→ 提示された文章:

******

会議同席の原告側証人元捜査員「捜査に問題あった」 大川原化工機国賠証人尋問詳報(下)
原告側の弁護士「係長は何と言っていたか」
C「喜んでいました。上に感謝しないとだねと」
原告側の弁護士「経産省とのやり取りのメモは家宅捜索協力への密約に見えるが」
C「その通り」
原告側の弁護士「こういう話は正々堂々とできるものか」
C「恥ずかしい相談。あってはいけないこと。ただ、家宅捜索しないと向こうの言い分が分からないと言っていたので、向こう(経産省)も家宅捜索までは容認してもらったという認識」
《30年10月に家宅捜索し、12月から大川原社の役員の取り調べが始まった》
原告側の弁護士「乾熱殺菌理論の定義を従業員に伝えたか」
C「いいえ」
原告側の弁護士「示さぬよう係長に指示されていたのか」
C「そうです」
原告側の弁護士「どのように」
C「殺菌できるほうが性能がいいと理解されると。それで殺菌できると(言わせる)」
《Cは取り調べで従業員から「温度が上がらない」という指摘を受け、捜査が袋小路になったと証言》
原告側の弁護士「今回の話は検察が起訴を取り消している。捜査に問題がなかったと考えているか」
C「問題がありました」
原告側の弁護士「(公安部が)独自に殺菌理論を考えてまで立件を進めた、そこまでの理由があったのか」

******

→ 抽出データ:
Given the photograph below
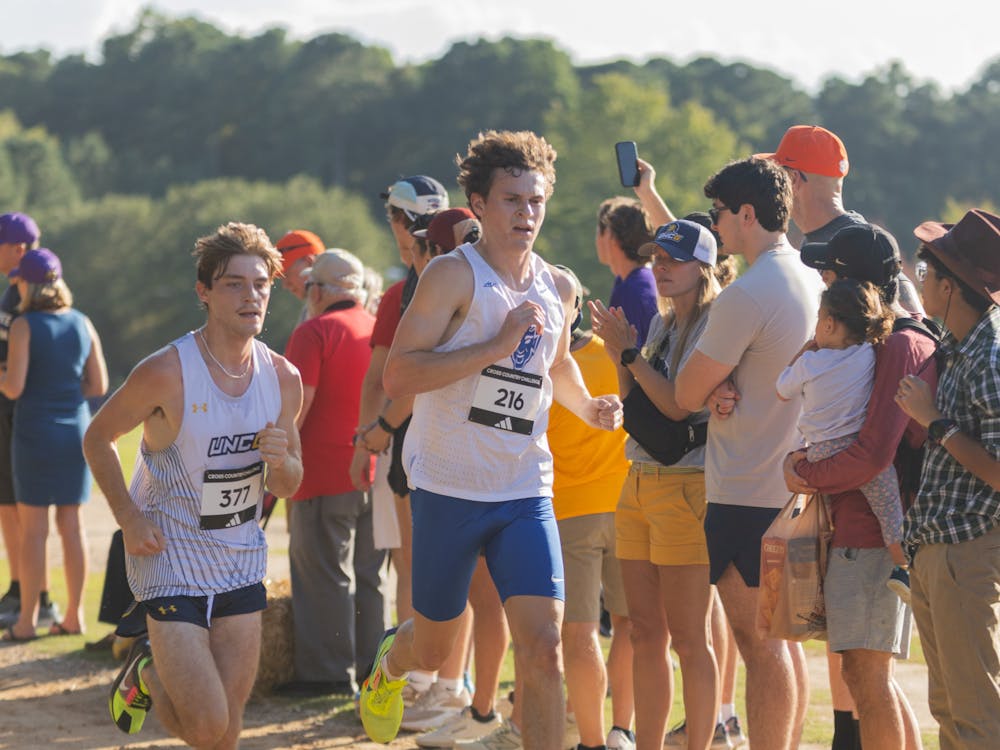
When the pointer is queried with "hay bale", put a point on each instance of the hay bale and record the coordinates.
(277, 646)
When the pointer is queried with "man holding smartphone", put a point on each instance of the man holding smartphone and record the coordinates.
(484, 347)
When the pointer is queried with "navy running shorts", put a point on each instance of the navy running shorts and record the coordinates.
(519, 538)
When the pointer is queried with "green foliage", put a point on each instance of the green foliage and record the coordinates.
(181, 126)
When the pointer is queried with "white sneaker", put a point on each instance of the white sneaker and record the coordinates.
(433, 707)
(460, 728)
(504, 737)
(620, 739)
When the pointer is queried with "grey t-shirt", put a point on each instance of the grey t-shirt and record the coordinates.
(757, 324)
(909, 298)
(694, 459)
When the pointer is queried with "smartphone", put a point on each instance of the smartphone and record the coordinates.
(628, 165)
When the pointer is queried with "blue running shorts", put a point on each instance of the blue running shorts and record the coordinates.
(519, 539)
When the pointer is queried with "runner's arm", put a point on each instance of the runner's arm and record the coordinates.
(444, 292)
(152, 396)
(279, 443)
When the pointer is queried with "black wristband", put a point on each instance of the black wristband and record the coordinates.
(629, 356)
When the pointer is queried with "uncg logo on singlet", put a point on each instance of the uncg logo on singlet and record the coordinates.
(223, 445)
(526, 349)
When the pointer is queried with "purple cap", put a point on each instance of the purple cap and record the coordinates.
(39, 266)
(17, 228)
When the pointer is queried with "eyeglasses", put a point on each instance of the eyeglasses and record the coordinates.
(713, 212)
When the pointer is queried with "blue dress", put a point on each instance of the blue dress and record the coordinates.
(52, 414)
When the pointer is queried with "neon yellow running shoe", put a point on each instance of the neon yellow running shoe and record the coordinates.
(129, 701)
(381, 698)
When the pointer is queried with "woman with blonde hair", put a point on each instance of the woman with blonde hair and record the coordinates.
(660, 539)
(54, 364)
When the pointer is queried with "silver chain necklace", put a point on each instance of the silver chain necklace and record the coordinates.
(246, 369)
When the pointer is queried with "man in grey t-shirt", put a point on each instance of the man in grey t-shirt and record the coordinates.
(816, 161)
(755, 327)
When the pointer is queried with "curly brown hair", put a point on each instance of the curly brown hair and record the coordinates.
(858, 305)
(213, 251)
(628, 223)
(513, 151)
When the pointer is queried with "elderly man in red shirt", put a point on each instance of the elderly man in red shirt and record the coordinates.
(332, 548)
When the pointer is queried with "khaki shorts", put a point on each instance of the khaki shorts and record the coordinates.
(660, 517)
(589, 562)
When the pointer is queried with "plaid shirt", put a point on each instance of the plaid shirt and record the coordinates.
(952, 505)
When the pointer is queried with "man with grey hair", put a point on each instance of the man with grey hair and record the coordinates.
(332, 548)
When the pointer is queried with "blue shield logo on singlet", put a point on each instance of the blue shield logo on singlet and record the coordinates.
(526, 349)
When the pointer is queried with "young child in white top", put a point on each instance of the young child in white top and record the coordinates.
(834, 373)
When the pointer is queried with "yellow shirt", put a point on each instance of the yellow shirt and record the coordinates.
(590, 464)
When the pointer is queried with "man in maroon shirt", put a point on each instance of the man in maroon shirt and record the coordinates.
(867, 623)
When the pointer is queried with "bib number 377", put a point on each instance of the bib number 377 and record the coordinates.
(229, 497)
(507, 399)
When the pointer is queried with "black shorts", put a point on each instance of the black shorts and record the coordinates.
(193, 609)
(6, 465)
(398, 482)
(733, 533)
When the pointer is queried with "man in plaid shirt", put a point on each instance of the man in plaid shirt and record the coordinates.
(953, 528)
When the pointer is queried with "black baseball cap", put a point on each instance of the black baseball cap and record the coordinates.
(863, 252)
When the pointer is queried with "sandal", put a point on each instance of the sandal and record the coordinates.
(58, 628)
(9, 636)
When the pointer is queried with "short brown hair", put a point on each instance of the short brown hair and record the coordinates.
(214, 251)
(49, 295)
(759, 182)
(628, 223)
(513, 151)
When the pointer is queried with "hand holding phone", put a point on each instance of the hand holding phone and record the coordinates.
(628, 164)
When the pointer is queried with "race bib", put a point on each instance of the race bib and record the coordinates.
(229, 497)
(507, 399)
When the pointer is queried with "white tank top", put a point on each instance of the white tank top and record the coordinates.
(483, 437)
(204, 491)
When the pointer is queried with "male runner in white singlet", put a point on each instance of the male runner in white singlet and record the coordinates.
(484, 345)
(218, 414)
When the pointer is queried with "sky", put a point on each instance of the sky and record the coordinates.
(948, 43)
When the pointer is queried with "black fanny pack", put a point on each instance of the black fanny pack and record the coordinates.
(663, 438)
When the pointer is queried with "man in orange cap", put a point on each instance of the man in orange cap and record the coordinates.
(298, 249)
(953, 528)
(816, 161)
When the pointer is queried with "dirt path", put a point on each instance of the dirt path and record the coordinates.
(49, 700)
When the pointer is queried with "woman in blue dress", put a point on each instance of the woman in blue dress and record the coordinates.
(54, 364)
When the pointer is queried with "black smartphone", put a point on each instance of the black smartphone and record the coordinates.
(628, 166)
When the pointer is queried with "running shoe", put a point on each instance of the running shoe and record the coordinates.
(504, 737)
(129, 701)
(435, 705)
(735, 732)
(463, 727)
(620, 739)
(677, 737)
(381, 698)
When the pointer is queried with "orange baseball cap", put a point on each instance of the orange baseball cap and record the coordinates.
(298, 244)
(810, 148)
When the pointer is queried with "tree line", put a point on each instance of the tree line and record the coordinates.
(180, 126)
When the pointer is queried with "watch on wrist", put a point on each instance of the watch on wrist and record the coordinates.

******

→ 課題一覧:
a: 証人尋問の文章をもとに、次の問いに答えなさい。
(i) Cによると、係長は喜んで何と言っていたか。
(ii) 家宅捜索が行われたのはいつか。
(iii) Cは取り調べで従業員からどのような指摘を受けたと証言したか。
b: 証人尋問の文章を、最後の原告側の弁護士の問いの後から書き継ぎなさい。

→ 解答一覧:
a:
(i) 「上に感謝しないとだね」と言っていた。
(ii) 30年10月。
(iii) 「温度が上がらない」という指摘。

b:
C「組織としてもない。日本の安全を考える上でもない。決定権を持っている人の欲だと思います」
× × ×
《続いて都側の弁護士の質問が行われた》
都側の弁護士「(警視庁公安部の事件担当課で)勤務していた期間は」
C「平成26~31年。その前も1年ずつ2回」
都側の弁護士「31年3月以降は」
C「三宅島で勤務」
都側の弁護士「この事件に専従した期間は」
C「当初から平成31年3月に転勤するまで」
都側の弁護士「29年10月6日から12月8日までの間、経産省とのやり取りは別の捜査員が中心で、あなたは参加していなかったのか」
C「参加していません。結果は聞いていました」
都側の弁護士「あなたはどんな役割だったのか」
C「書類管理と理系の人材が少なかったので、噴霧乾燥機の性能検査。あとは経産省との窓口やりとり」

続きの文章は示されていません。